* BEGIN Task input *
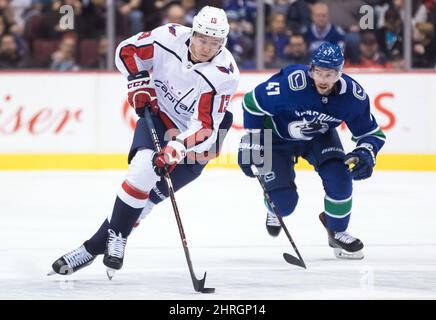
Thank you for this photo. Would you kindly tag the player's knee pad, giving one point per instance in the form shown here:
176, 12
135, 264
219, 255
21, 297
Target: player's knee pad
285, 200
140, 179
336, 179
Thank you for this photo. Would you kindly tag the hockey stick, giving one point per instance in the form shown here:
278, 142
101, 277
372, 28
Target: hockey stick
198, 284
288, 257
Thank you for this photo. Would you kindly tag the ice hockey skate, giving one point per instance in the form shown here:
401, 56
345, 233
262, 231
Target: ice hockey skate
345, 245
72, 261
273, 225
114, 253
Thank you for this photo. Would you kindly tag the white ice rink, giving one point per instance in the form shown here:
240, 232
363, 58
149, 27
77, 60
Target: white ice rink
45, 214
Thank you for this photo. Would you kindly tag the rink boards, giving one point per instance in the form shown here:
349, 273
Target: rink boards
82, 120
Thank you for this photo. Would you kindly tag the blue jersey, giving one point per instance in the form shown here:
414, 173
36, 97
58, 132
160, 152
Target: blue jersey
289, 104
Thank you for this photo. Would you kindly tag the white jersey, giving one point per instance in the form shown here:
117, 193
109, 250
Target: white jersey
191, 97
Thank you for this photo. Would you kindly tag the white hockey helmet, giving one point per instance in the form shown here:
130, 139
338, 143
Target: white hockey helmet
211, 21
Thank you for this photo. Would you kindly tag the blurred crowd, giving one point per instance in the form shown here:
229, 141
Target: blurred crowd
31, 35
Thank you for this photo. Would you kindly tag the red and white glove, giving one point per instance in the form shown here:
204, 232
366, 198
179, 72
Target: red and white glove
141, 92
165, 161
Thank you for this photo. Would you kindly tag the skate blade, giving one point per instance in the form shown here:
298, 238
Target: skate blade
342, 254
110, 273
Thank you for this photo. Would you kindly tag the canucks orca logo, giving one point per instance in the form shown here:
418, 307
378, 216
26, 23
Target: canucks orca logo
307, 130
228, 70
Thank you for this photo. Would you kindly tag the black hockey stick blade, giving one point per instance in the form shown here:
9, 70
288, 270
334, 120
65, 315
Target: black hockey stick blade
294, 260
199, 285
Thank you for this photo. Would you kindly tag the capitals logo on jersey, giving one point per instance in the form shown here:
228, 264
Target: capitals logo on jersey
307, 130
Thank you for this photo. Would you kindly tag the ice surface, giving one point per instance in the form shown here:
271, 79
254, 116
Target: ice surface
44, 214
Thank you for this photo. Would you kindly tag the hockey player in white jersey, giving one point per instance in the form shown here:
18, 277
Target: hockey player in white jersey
194, 77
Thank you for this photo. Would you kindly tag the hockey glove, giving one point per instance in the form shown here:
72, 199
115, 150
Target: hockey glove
141, 93
251, 151
361, 161
165, 161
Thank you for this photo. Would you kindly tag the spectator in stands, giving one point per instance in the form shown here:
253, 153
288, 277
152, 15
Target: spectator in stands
239, 44
10, 57
64, 59
321, 29
296, 50
190, 11
51, 28
346, 15
174, 13
94, 15
424, 46
297, 15
271, 60
370, 55
390, 36
277, 33
7, 13
419, 11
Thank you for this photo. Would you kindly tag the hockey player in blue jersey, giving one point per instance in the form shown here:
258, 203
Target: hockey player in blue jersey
302, 106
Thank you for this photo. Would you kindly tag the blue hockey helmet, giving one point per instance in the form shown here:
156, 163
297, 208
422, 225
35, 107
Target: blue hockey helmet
329, 56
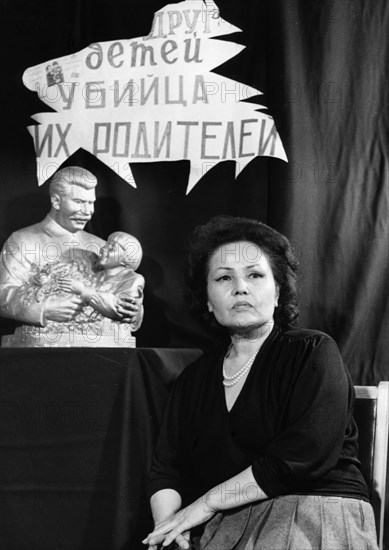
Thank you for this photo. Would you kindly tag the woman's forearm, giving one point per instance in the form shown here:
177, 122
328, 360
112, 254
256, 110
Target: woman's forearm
164, 503
236, 491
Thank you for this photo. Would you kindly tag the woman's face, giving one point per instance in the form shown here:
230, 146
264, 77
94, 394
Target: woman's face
242, 292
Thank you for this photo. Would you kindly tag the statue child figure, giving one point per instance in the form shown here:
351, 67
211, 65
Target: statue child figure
119, 257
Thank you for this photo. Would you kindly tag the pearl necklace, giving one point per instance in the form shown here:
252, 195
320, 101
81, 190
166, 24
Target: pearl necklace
234, 379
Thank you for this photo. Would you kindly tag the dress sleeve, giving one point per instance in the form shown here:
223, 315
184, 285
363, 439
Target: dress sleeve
314, 415
165, 472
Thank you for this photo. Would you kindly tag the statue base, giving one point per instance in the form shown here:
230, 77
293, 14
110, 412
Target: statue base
109, 334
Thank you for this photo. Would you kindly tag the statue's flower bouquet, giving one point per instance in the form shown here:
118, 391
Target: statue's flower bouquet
44, 281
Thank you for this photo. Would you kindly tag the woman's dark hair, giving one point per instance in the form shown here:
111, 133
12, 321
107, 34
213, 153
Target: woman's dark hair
222, 230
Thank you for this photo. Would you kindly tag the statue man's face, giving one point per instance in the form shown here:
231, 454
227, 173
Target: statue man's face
74, 208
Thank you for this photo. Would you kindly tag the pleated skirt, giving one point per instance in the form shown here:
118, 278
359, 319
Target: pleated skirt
293, 522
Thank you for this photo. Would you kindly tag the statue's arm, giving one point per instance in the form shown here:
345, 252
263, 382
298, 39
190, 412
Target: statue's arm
14, 273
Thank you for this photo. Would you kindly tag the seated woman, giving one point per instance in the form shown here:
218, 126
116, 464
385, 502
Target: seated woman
258, 446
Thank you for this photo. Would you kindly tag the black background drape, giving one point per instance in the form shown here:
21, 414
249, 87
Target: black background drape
322, 65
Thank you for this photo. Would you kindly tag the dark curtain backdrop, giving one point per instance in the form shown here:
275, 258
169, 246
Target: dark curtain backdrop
322, 65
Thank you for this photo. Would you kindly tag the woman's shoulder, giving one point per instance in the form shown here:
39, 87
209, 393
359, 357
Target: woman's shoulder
303, 342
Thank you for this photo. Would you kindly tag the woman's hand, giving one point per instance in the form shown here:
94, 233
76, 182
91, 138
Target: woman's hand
177, 527
182, 542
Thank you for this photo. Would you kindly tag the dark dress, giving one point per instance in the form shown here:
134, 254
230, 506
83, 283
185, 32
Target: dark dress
292, 422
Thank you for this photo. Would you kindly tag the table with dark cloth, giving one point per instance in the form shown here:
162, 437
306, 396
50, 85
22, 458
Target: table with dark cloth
77, 429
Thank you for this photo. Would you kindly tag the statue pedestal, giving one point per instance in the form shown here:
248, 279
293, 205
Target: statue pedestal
107, 334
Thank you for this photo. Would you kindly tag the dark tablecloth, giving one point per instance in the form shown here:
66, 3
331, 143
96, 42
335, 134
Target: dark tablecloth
77, 429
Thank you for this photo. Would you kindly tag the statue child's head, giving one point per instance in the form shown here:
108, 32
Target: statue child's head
121, 249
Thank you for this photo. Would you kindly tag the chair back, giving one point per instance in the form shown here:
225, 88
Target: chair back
371, 413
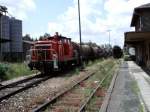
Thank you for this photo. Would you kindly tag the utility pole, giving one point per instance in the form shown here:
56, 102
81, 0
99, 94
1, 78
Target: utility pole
80, 34
0, 36
109, 35
3, 10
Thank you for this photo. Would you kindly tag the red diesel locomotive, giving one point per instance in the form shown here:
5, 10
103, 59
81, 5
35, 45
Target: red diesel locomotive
53, 53
58, 52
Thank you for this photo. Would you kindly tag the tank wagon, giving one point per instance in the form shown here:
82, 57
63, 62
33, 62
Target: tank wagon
57, 52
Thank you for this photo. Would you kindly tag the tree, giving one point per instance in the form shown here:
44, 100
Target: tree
27, 37
45, 36
117, 52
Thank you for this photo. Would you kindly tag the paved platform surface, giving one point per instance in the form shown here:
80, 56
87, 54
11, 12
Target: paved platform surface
131, 91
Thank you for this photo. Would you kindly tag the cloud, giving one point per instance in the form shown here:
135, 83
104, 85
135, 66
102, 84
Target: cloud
19, 8
97, 17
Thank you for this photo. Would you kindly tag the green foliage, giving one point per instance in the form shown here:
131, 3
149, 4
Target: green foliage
127, 58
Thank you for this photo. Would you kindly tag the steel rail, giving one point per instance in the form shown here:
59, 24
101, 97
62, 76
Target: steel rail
23, 88
47, 103
18, 82
82, 108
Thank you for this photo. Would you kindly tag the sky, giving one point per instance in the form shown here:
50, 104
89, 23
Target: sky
98, 18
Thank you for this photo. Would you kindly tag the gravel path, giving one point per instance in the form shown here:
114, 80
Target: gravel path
124, 97
29, 99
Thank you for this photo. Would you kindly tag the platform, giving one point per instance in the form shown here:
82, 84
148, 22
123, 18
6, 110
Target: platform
131, 92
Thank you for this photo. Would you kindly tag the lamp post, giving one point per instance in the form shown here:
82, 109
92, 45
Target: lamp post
80, 52
109, 35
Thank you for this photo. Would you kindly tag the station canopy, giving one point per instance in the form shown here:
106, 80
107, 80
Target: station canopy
135, 37
4, 40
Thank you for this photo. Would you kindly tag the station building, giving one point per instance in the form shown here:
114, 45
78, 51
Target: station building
140, 38
10, 39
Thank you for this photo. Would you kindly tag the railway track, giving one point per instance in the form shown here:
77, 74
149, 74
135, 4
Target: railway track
74, 98
11, 89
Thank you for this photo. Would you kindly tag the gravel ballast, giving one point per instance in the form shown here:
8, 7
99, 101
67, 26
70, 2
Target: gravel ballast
29, 99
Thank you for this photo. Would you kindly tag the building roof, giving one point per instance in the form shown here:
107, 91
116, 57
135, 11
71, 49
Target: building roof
137, 12
144, 6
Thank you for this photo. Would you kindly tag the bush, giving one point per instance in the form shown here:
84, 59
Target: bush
117, 52
127, 58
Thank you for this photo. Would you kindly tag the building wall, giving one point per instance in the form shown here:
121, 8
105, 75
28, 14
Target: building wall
11, 29
16, 35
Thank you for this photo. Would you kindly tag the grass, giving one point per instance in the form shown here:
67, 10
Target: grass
141, 108
14, 70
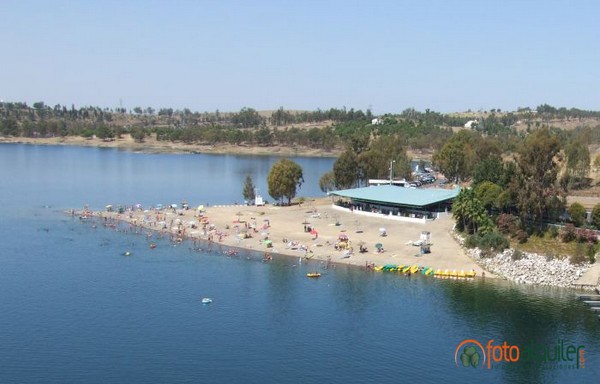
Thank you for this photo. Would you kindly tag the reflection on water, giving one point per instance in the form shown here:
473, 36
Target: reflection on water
74, 309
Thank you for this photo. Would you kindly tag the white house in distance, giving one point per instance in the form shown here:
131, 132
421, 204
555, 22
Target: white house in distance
471, 124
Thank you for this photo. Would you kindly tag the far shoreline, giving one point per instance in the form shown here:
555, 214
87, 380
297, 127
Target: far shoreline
152, 146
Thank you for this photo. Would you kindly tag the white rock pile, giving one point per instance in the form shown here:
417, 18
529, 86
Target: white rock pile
531, 268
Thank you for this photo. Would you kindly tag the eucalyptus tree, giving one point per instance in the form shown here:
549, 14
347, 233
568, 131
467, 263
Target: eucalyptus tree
539, 196
284, 178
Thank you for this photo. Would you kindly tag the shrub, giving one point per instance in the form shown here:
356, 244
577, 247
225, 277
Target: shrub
552, 232
587, 236
596, 216
577, 213
592, 253
507, 224
521, 236
517, 255
488, 242
567, 233
580, 255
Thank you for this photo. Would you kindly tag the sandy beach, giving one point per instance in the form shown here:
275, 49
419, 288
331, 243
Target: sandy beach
287, 228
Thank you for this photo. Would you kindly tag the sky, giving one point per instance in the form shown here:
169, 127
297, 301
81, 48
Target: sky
447, 56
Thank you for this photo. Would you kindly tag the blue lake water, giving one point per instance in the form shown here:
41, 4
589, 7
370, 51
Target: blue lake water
73, 309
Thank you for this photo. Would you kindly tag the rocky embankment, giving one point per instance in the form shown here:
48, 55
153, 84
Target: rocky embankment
530, 268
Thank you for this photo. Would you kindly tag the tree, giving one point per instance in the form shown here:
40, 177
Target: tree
457, 157
138, 134
596, 216
489, 169
470, 214
577, 213
284, 178
489, 194
249, 189
578, 162
597, 163
346, 170
538, 195
327, 182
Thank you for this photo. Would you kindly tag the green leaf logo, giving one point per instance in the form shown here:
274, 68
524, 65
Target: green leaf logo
470, 357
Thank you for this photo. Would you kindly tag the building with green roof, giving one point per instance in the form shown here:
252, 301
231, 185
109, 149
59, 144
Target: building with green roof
410, 204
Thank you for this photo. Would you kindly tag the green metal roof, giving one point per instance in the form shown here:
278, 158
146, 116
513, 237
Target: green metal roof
390, 194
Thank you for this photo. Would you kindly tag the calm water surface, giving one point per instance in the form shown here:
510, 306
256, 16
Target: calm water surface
73, 309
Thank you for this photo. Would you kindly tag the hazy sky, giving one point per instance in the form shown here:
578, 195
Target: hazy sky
384, 55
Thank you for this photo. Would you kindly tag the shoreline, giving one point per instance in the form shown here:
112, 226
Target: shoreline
151, 145
250, 228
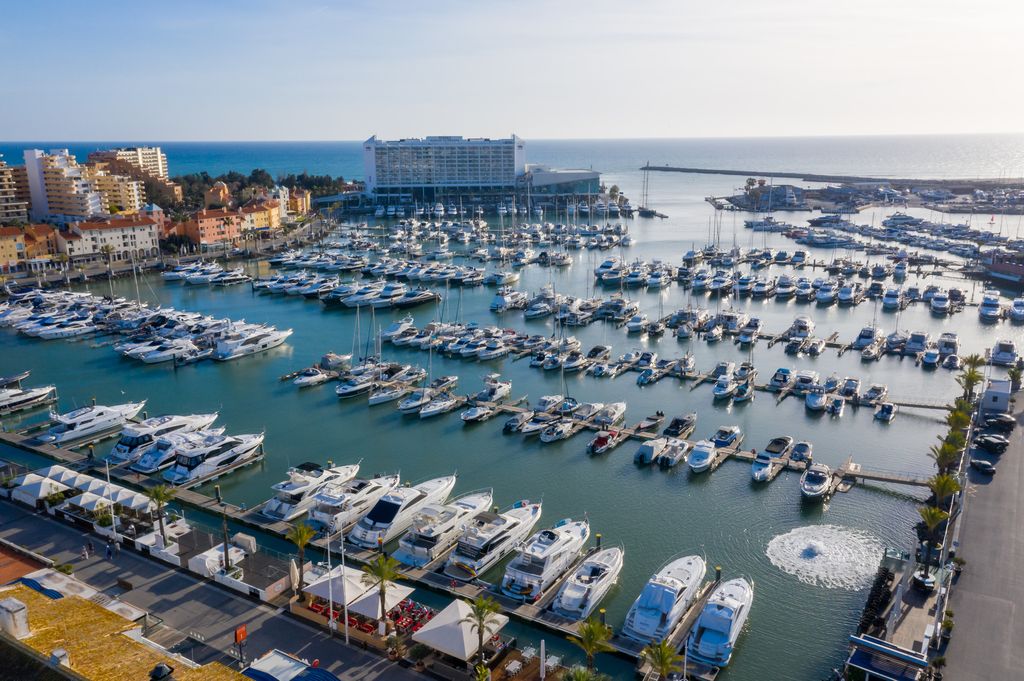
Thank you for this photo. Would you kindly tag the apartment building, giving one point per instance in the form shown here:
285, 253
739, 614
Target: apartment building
59, 188
12, 206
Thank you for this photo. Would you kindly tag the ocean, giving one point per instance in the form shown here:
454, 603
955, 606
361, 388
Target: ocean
798, 627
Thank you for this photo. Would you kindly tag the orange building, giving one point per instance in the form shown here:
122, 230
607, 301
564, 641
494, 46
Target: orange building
214, 226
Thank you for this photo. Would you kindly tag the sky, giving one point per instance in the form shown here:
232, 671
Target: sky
265, 70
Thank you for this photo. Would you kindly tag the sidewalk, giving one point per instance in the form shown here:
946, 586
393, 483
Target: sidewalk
988, 599
189, 604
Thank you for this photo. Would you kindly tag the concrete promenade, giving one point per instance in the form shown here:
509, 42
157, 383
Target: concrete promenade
188, 604
988, 600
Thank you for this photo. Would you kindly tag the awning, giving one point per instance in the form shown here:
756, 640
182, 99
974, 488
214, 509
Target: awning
338, 584
369, 604
449, 634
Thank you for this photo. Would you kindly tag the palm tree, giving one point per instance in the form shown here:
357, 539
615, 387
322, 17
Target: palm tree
300, 535
945, 456
593, 637
932, 517
957, 420
663, 657
481, 619
379, 572
161, 495
942, 486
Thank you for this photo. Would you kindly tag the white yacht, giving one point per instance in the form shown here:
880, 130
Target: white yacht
990, 308
297, 494
393, 513
488, 539
701, 456
86, 421
138, 438
437, 526
589, 584
193, 463
665, 599
544, 558
1004, 353
338, 506
815, 480
240, 344
14, 398
714, 635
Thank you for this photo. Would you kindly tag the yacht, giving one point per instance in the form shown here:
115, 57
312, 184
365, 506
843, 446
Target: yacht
394, 511
14, 398
940, 303
948, 343
489, 538
138, 438
237, 345
194, 463
1004, 353
162, 454
701, 456
338, 506
544, 558
297, 494
665, 600
990, 308
86, 421
589, 584
437, 526
714, 635
815, 480
867, 336
649, 451
893, 299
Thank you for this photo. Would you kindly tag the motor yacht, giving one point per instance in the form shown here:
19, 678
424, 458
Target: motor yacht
393, 513
948, 343
990, 308
13, 398
1004, 353
88, 421
137, 438
436, 526
589, 584
488, 538
701, 456
544, 558
336, 507
714, 635
681, 426
297, 494
214, 453
815, 480
815, 398
885, 412
665, 599
727, 436
240, 344
673, 454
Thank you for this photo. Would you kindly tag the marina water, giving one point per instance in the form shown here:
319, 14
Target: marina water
797, 628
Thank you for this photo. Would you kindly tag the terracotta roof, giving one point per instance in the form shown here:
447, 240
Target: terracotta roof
119, 223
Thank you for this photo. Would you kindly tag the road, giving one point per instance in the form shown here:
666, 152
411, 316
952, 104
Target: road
189, 604
988, 600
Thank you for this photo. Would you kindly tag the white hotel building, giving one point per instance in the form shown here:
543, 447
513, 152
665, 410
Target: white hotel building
435, 167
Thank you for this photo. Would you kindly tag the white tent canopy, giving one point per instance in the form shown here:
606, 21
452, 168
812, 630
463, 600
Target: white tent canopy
32, 491
338, 583
369, 604
449, 634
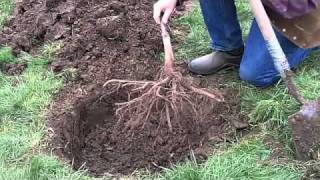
* END Task input *
What the task asks: Gather each line from the rows above that contains the string "tank". Case counts.

Written answer:
Thank you for this photo. Would you kindly tag the tank wagon, giving one point per instance in the form shown here:
Target: tank wagon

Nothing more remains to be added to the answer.